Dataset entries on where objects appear
════

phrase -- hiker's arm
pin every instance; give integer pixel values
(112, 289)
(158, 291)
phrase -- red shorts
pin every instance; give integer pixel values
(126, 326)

════

Rewrite the lines from the one containing "phrase -- red shorts" through the end of the entries, inclusive, with "pin" replaced by "mark" and all else unchanged.

**SOLUTION**
phrase -- red shorts
mark every instance; give integer pixel values
(126, 326)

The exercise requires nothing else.